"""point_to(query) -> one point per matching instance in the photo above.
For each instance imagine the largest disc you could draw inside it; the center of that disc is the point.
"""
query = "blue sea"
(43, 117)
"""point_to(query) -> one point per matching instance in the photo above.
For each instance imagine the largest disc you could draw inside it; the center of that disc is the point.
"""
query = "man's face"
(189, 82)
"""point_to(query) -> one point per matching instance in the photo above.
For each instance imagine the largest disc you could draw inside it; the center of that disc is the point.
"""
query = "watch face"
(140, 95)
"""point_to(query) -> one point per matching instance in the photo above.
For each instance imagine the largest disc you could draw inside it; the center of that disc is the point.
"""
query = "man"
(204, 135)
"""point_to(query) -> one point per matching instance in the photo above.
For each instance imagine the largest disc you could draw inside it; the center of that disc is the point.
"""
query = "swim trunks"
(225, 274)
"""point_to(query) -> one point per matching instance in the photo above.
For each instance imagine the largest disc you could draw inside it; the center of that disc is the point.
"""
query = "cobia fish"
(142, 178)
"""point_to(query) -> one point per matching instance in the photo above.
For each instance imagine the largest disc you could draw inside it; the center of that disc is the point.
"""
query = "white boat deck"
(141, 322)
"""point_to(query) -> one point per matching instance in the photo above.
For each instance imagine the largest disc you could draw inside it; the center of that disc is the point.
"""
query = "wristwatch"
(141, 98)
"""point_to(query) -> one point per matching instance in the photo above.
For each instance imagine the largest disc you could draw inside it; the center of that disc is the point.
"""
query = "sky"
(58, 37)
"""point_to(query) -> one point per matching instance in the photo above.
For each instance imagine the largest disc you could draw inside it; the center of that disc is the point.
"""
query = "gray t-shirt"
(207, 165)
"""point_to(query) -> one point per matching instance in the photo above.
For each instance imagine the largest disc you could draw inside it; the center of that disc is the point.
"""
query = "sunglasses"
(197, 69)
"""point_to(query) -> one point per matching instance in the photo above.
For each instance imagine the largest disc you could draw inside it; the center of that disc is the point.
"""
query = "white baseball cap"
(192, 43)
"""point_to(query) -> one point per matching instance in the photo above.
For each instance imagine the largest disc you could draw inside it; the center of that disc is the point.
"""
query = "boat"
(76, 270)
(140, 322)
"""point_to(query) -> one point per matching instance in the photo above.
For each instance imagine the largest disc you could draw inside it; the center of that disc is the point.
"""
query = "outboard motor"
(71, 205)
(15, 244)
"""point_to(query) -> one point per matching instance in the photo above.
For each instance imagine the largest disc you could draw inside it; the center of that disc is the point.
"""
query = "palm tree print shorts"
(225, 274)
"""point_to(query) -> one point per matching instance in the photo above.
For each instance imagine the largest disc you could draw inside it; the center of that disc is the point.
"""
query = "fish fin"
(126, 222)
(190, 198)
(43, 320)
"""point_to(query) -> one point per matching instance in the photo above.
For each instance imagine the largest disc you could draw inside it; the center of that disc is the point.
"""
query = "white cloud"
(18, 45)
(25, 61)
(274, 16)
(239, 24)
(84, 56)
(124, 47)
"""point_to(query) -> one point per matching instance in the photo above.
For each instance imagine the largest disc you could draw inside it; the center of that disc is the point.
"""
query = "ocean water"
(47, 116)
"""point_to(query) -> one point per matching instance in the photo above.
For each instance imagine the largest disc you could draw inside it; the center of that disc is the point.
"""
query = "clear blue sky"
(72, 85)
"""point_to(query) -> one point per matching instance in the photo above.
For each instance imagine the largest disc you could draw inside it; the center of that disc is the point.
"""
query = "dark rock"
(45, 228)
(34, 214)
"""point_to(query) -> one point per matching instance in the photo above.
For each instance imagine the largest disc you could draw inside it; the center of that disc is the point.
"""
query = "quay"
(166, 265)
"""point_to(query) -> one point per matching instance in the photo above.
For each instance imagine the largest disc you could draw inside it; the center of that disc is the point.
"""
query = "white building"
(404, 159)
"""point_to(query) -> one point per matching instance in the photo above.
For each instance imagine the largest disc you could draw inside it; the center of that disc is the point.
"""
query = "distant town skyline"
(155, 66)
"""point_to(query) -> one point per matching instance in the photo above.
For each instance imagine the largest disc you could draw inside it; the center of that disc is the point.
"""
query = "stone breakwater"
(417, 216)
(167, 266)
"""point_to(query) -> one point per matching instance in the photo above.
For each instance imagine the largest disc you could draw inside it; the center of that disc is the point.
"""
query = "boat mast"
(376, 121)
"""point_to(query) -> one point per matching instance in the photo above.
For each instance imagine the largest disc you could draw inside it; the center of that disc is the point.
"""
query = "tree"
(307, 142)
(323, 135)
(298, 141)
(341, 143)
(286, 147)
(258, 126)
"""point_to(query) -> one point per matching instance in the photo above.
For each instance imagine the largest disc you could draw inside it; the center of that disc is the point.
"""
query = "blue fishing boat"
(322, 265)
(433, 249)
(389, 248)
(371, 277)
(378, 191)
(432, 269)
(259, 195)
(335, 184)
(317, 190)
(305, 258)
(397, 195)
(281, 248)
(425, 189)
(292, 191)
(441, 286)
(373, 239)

::::::::

TASK TO CARRY OUT
The entries above must be returned in full, exactly as shown.

SOLUTION BELOW
"""point_to(query) -> one point per matching instance in the photo above.
For each instance imagine the largest disc you could draw inside it; the center of that disc is the point.
"""
query = "blue sea"
(43, 117)
"""point_to(query) -> one point per matching instance in the photo above.
For each instance imagine the largest disc you could draw inside it; the center of that disc is the point.
"""
query = "man's face"
(189, 82)
"""point_to(query) -> one point per matching instance in the photo above.
For each instance imagine the largest disc you could draw inside it; the center of that disc is the point.
"""
query = "watch face"
(140, 95)
"""point_to(query) -> one point per matching instance in the photo above.
For each instance imagine the largest disc you could draw inside it; the center of that disc is the point.
"""
query = "man"
(204, 135)
"""point_to(query) -> one point per matching instance in the photo above.
For each instance imagine the largest disc you could draw inside it; the center of that disc is the point.
"""
query = "swim trunks"
(225, 274)
"""point_to(query) -> one point per matching instance in the photo above.
For each instance imagine the largest disc you could draw inside it; the center of that disc is the point.
"""
query = "cobia fish"
(142, 178)
"""point_to(query) -> one point per matching instance in the photo above.
For each instance imagine the largest disc you could draw inside it; the center of that disc is the point.
"""
query = "white boat deck"
(141, 322)
"""point_to(query) -> one point per matching instance in the photo above.
For each instance imagine the largest disc you could draw inside it; the center of that disc is the point.
"""
query = "wristwatch"
(141, 98)
"""point_to(query) -> one point per matching instance in the photo above.
For each instance imagine the largest disc you could draw inside it; the center of that disc is the point.
"""
query = "sky"
(58, 37)
"""point_to(query) -> one point per matching instance in the photo above.
For each instance imagine the largest disc you could draw inside it; the center of that disc is the point.
"""
query = "gray t-shirt"
(207, 165)
"""point_to(query) -> one point per matching instance in the photo above.
For each instance imagine the largest disc you could draw inside it; the center of that disc is the point.
"""
query = "sunglasses"
(197, 69)
"""point_to(query) -> one point per matching instance in the photo above.
For each instance imagine the largest disc you could draw inside it; the center of that disc is the point.
"""
query = "white baseball cap"
(192, 43)
"""point_to(query) -> one point per matching instance in the photo above.
For each instance imagine the largest disc you could draw inside it; the center of that disc is the point.
"""
query = "boat"
(76, 270)
(140, 322)
"""point_to(query) -> one point per matching instance in the photo above.
For each instance imagine the largest disc you could draw inside it; the center of that disc is the point.
"""
query = "outboard motor"
(71, 205)
(15, 244)
"""point_to(query) -> one point per matching instance in the photo above.
For each instance imagine the largest disc you could draw inside it; the center of that disc is the point.
"""
query = "palm tree print shorts"
(225, 274)
"""point_to(query) -> one point per matching instance in the photo above.
For each instance imagine the largest disc you could draw inside it; the center of that disc is the point.
"""
query = "fish fin"
(126, 222)
(190, 198)
(43, 320)
"""point_to(query) -> one point per matching instance in the photo above.
For each instance imagine the largest disc you could draw inside it; the center of that disc is the point.
"""
query = "white cloud"
(18, 45)
(25, 61)
(274, 16)
(239, 24)
(84, 56)
(124, 47)
"""point_to(query) -> one point per matching instance in the photo above.
For each instance imagine the largest disc you could draw inside it; the center of that disc is the point.
"""
query = "ocean water"
(47, 116)
"""point_to(query) -> one point per matching instance in the photo above.
For each instance imagine the largest disc you could draw inside it; the center of that disc is the point.
"""
query = "clear blue sky"
(72, 85)
"""point_to(query) -> one point per matching instance in the photo above.
For each instance imagine the largest disc you could draw inside it; the center of that disc is the point.
"""
query = "dark rock"
(45, 228)
(34, 214)
"""point_to(query) -> one point per matching instance in the photo above.
For each instance imagine the largest disc you could draw inside it; the center of that disc is the point.
"""
query = "quay"
(166, 265)
"""point_to(query) -> one point per matching instance in the photo above.
For each instance imagine the largest disc you could draw inside it; the center of that disc is the point.
"""
query = "white building"
(404, 159)
"""point_to(query) -> one point per matching instance in the photo above.
For each instance imagine the largest disc you could draw inside it; the center of that disc is the point.
"""
query = "distant town skyline"
(155, 66)
"""point_to(query) -> one point per matching instance in the photo above.
For each instance imagine the largest disc you could draw inside it; the center of that disc is the point.
"""
query = "stone breakwater"
(417, 216)
(167, 266)
"""point_to(query) -> one point per matching instance in the photo above.
For each instance imagine the largest disc you could draw inside it; the center of that disc is the point.
"""
query = "boat mast"
(376, 121)
"""point_to(query) -> one point per matching instance in the photo above.
For each instance imagine the largest disc you could draw inside it; the center of that disc is the point.
"""
query = "tree"
(307, 142)
(323, 135)
(298, 141)
(341, 143)
(286, 147)
(258, 126)
"""point_to(query) -> one point per matching instance in the photo above.
For each instance imagine the largest disc you could draw inside it; the center of that disc is the point.
"""
query = "blue fishing boat"
(322, 265)
(433, 249)
(389, 248)
(371, 277)
(378, 191)
(432, 269)
(259, 195)
(335, 184)
(317, 190)
(305, 258)
(397, 195)
(281, 248)
(425, 189)
(292, 191)
(441, 286)
(373, 239)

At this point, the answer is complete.